*PASSAGE PROVIDED*:

Motion by Army reservist for release from military custody
pending Court of Appeals' review of District Court's denial of
petition for habeas corpus is granted. Reservist's claims that the
order requiring him to serve 17 months beyond his enlistment
contract was without notice and opportunity to be heard, and in
violation of the terms of his enlistment contract, are within the
scope of the writ of habeas corpus. There is no statutory provision
for a hearing, and the issue is substantial, and should be
resolved.
MR. JUSTICE DOUGLAS, Circuit Justice.
This is a phase of review of the action of respondents in
ordering movant to active duty in the United States Army Reserve
for a period of approximately 17 month beyond the term of his
enlistment contract. His enlistment expires in September, 1969. He
was directed in January, 1969, to join a unit of the Ready Reserve
and attend regular drill. If his allegations are to be believed, he
made a diligent effort to comply, but was rejected, since his
enlistment period would expire in September, 1969. Up until that
time, he had met all the requirement of the Army Ready Reserve. He
claims that the order thereafter entered requiring him to serve
about 17 months beyond the end of his enlistment contract was
punitive and unauthorized.
He therefore filed a petition for habeas corpus with the
District Court, complaining that the crucial step taken when he was
ordered to active duty was taken without notice and an opportunity
to be heard, in violation
Page 396 U. S. 1207
of procedural due process, and also was in violation of the
terms of his enlistment contract. The District Court denied the
petition, and that decision is presently awaiting review by the
Court of Appeals. Scaggs seeks by this motion release from military
custody pending that review.
He rests on 28 U.S.C. § 2241 [
Footnote 1] to support his claim that the District Court
has jurisdiction of the habeas corpus action.
It has been argued in other cases that the word "custody"
indicates that § 2241 does not reach cases where military
authority is being contested by civilians at a pre-induction stage
[
Footnote 2] or by servicemen
not yet convicted of an offense who entered the Armed Forces
"voluntarily." [
Footnote 3]
Page 396 U. S. 1208
I take the opposed view, though the question has not been
authoritatively decided. However that may be, § 2241 is not a
measure of the constitutional scope of the guarantee in Art. I,
§ 9, of the Constitution that:
"The Privilege of the Writ of Habeas Corpus shall not be
suspended, unless when in Cases of Rebellion or Invasion the public
Safety may require it."

*THE TASK*:
Reproduce the passage from the court opinion on the Army reservist's habeas corpus motion word for word, starting at "He therefore filed" and ending at "habeas corpus action.".

*SUPPLIED MATERIAL*:
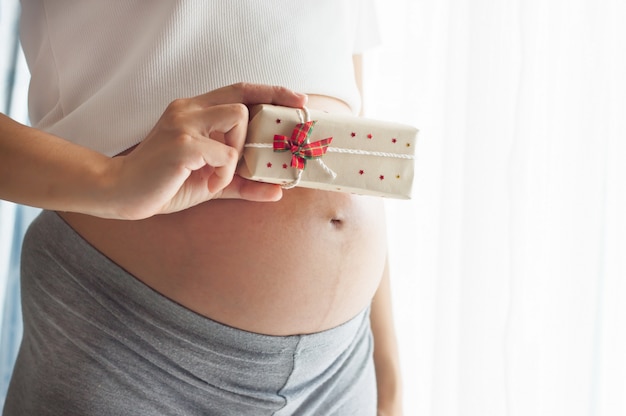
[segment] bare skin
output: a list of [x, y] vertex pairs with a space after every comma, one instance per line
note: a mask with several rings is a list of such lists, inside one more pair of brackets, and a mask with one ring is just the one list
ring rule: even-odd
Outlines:
[[[0, 115], [0, 198], [59, 211], [147, 285], [250, 331], [320, 331], [374, 296], [378, 410], [400, 416], [383, 204], [305, 189], [283, 194], [233, 177], [245, 105], [257, 103], [299, 107], [306, 97], [237, 84], [177, 100], [140, 145], [115, 158]], [[308, 106], [348, 111], [324, 97]]]
[[[349, 112], [309, 97], [309, 108]], [[277, 202], [212, 200], [141, 221], [63, 218], [165, 296], [227, 325], [271, 335], [337, 326], [372, 299], [386, 240], [377, 198], [296, 188]]]

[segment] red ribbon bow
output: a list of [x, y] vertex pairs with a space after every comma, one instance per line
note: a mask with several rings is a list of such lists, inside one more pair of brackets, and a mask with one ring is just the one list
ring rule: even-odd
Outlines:
[[332, 137], [308, 143], [307, 139], [313, 131], [314, 121], [296, 124], [291, 133], [291, 138], [277, 134], [274, 136], [274, 151], [286, 152], [291, 151], [291, 166], [298, 169], [304, 169], [307, 159], [315, 159], [326, 154], [328, 145], [333, 140]]

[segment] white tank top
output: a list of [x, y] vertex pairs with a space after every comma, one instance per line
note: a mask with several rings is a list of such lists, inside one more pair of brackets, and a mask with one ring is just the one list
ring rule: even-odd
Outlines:
[[173, 99], [242, 81], [357, 112], [352, 55], [378, 41], [373, 1], [22, 0], [31, 123], [112, 156]]

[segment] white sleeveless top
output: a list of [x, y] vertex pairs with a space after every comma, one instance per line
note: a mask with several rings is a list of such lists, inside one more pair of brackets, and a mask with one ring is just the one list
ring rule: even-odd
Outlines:
[[173, 99], [237, 82], [336, 97], [358, 112], [352, 55], [374, 0], [22, 0], [33, 126], [106, 155]]

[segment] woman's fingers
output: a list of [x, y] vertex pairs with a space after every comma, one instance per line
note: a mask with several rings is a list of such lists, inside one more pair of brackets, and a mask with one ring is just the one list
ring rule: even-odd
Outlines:
[[234, 175], [232, 181], [222, 191], [221, 199], [245, 199], [256, 202], [278, 201], [283, 196], [280, 185], [255, 182]]

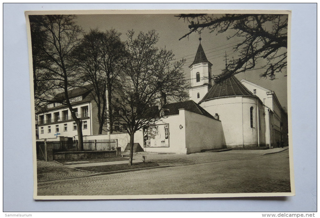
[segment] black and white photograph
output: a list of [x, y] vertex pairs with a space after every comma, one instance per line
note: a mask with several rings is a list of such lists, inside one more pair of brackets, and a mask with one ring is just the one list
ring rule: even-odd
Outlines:
[[26, 12], [34, 198], [294, 195], [291, 15]]

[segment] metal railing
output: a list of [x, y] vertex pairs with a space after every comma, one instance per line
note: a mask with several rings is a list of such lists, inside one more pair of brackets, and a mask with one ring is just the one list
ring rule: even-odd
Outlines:
[[[78, 118], [85, 118], [86, 117], [89, 117], [89, 113], [78, 113], [76, 114], [77, 117]], [[60, 117], [60, 116], [56, 117], [53, 119], [49, 119], [45, 120], [40, 120], [38, 121], [38, 124], [41, 125], [42, 124], [45, 124], [47, 123], [52, 123], [60, 121], [69, 121], [73, 120], [72, 116], [62, 116]]]

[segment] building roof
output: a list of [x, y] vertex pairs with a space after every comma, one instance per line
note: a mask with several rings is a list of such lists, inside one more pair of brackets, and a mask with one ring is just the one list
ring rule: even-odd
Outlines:
[[179, 109], [180, 108], [214, 119], [213, 116], [192, 100], [167, 104], [162, 107], [162, 109], [164, 109], [165, 116], [179, 114]]
[[200, 102], [215, 98], [241, 95], [255, 96], [236, 77], [232, 76], [214, 85]]
[[[68, 91], [68, 96], [70, 99], [73, 97], [87, 94], [91, 91], [92, 89], [92, 85], [91, 84], [85, 86], [84, 87], [76, 88]], [[63, 92], [56, 95], [52, 100], [54, 101], [59, 101], [63, 100], [65, 99], [64, 92]]]
[[[79, 101], [75, 101], [71, 103], [72, 105], [80, 105], [84, 103], [90, 102], [92, 99], [91, 95], [90, 95], [91, 90], [90, 85], [85, 86], [84, 87], [80, 87], [68, 91], [68, 95], [69, 99], [81, 96], [82, 96], [82, 100]], [[54, 102], [60, 102], [65, 99], [64, 97], [64, 93], [61, 92], [57, 94], [52, 100]], [[43, 113], [44, 112], [54, 111], [58, 109], [67, 107], [66, 105], [61, 105], [59, 106], [54, 107], [50, 108], [48, 108], [48, 105], [49, 103], [45, 105], [43, 107], [40, 108], [38, 111], [36, 112], [36, 113]]]
[[197, 51], [196, 54], [196, 57], [195, 57], [195, 60], [193, 61], [193, 63], [189, 67], [196, 64], [198, 63], [206, 62], [209, 63], [209, 64], [212, 65], [212, 64], [208, 60], [207, 57], [205, 56], [205, 54], [204, 54], [204, 51], [202, 48], [202, 46], [201, 45], [201, 43], [199, 44], [199, 47], [198, 47], [198, 50]]

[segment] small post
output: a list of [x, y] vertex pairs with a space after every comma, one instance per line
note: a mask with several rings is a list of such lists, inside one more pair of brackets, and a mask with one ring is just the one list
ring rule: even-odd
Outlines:
[[121, 157], [121, 147], [117, 147], [116, 149], [117, 152], [116, 155], [117, 157]]
[[53, 152], [52, 152], [52, 144], [44, 143], [45, 152], [45, 161], [52, 161], [53, 160]]

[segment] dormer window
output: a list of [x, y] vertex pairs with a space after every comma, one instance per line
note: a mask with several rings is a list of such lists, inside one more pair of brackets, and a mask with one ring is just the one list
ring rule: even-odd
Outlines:
[[197, 73], [196, 74], [196, 79], [197, 82], [200, 82], [200, 73], [199, 72]]

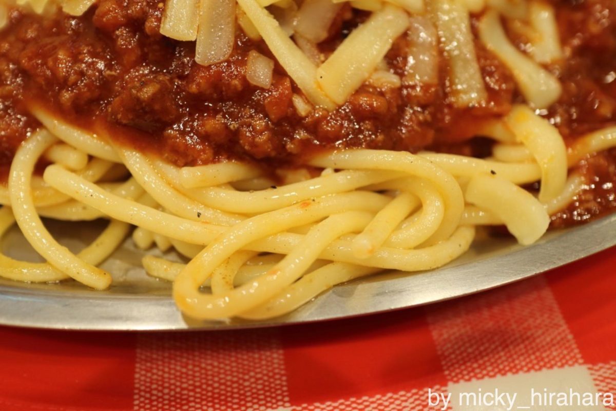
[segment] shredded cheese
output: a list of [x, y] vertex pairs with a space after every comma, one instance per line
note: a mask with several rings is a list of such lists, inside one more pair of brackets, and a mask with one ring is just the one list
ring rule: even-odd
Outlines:
[[96, 0], [64, 0], [62, 10], [65, 13], [74, 16], [80, 16], [87, 11]]
[[333, 110], [336, 105], [317, 84], [317, 68], [256, 0], [237, 0], [272, 54], [304, 94], [316, 105]]
[[317, 70], [318, 83], [338, 104], [366, 81], [408, 26], [403, 10], [387, 4], [355, 28]]
[[485, 8], [485, 0], [460, 0], [471, 13], [479, 13]]
[[409, 13], [423, 13], [426, 9], [424, 0], [386, 0], [392, 4], [402, 7]]
[[429, 2], [429, 9], [440, 36], [441, 49], [449, 60], [448, 91], [454, 105], [480, 105], [487, 93], [475, 52], [468, 10], [456, 0], [433, 0]]
[[485, 46], [511, 71], [529, 104], [536, 108], [544, 108], [558, 99], [562, 89], [560, 82], [511, 44], [495, 11], [484, 15], [479, 31]]
[[351, 0], [351, 7], [358, 10], [376, 12], [383, 8], [383, 4], [379, 0]]
[[567, 181], [567, 148], [562, 136], [549, 121], [525, 105], [514, 107], [505, 121], [541, 169], [539, 201], [545, 204], [557, 197]]
[[199, 0], [167, 0], [160, 33], [176, 40], [193, 41], [197, 39], [198, 21]]
[[535, 35], [529, 51], [538, 63], [550, 63], [562, 57], [558, 25], [554, 7], [541, 1], [533, 1], [529, 7], [530, 25]]
[[235, 15], [237, 17], [237, 23], [240, 25], [240, 27], [241, 28], [244, 34], [253, 41], [261, 40], [261, 35], [259, 34], [259, 30], [257, 30], [254, 25], [253, 24], [253, 22], [248, 18], [248, 16], [246, 15], [244, 10], [240, 7], [236, 7], [235, 12]]
[[489, 7], [509, 18], [525, 19], [529, 15], [527, 0], [486, 0]]

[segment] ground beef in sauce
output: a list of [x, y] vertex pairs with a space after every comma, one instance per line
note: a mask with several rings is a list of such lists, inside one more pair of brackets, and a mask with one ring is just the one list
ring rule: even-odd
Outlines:
[[[551, 2], [566, 59], [548, 68], [561, 79], [564, 92], [540, 113], [571, 142], [614, 123], [616, 6], [610, 0]], [[118, 141], [177, 165], [233, 158], [278, 166], [301, 164], [315, 151], [332, 147], [427, 147], [485, 155], [486, 140], [469, 140], [477, 126], [522, 101], [509, 71], [477, 42], [488, 95], [482, 107], [452, 105], [448, 69], [441, 59], [439, 84], [387, 89], [365, 84], [334, 112], [317, 108], [302, 118], [291, 103], [301, 91], [277, 64], [269, 89], [246, 80], [249, 51], [272, 57], [262, 42], [238, 29], [227, 60], [200, 66], [193, 44], [160, 34], [163, 6], [158, 0], [100, 0], [81, 17], [58, 14], [44, 19], [13, 10], [9, 26], [0, 32], [0, 165], [7, 167], [17, 145], [38, 126], [26, 109], [34, 102], [82, 126], [103, 124]], [[367, 15], [342, 7], [320, 44], [322, 51], [331, 52]], [[511, 30], [509, 35], [524, 48], [525, 39]], [[408, 41], [401, 36], [386, 57], [400, 76]], [[614, 150], [580, 164], [579, 172], [596, 184], [554, 216], [554, 225], [616, 208], [615, 164]]]

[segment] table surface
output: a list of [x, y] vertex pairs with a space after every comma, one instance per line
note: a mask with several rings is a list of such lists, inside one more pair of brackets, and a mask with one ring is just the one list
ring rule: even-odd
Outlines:
[[[570, 405], [595, 406], [557, 404], [563, 393]], [[0, 327], [2, 411], [616, 409], [611, 395], [616, 248], [475, 295], [328, 322]]]

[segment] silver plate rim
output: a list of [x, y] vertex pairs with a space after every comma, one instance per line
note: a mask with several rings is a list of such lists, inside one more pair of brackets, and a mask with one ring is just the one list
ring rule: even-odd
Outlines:
[[0, 325], [83, 331], [215, 330], [365, 315], [456, 298], [535, 275], [616, 245], [615, 231], [613, 214], [505, 254], [337, 286], [290, 314], [264, 322], [194, 321], [182, 316], [166, 296], [97, 296], [91, 291], [67, 298], [61, 291], [0, 285]]

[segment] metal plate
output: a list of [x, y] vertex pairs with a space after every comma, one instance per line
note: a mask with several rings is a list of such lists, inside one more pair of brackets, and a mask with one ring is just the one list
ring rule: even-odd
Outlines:
[[[81, 238], [49, 222], [60, 242], [75, 251], [91, 240], [100, 224], [75, 225]], [[140, 266], [142, 252], [127, 241], [103, 265], [113, 273], [107, 291], [85, 288], [75, 282], [25, 284], [0, 280], [0, 324], [70, 330], [216, 330], [321, 321], [412, 307], [467, 295], [529, 277], [616, 245], [616, 215], [566, 230], [549, 233], [522, 247], [509, 238], [476, 241], [461, 258], [440, 269], [415, 274], [389, 272], [341, 285], [295, 312], [267, 322], [195, 322], [184, 317], [170, 297], [168, 283], [148, 277]], [[17, 231], [8, 234], [2, 250], [33, 261], [34, 251]], [[171, 256], [173, 256], [172, 255]], [[580, 275], [583, 273], [580, 272]]]

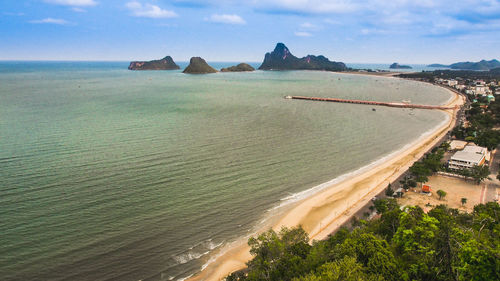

*COMPLETE ANSWER*:
He therefore filed a petition for habeas corpus with the
District Court, complaining that the crucial step taken when he was
ordered to active duty was taken without notice and an opportunity
to be heard, in violation
Page 396 U. S. 1207
of procedural due process, and also was in violation of the
terms of his enlistment contract. The District Court denied the
petition, and that decision is presently awaiting review by the
Court of Appeals. Scaggs seeks by this motion release from military
custody pending that review.
He rests on 28 U.S.C. § 2241 [
Footnote 1] to support his claim that the District Court
has jurisdiction of the habeas corpus action.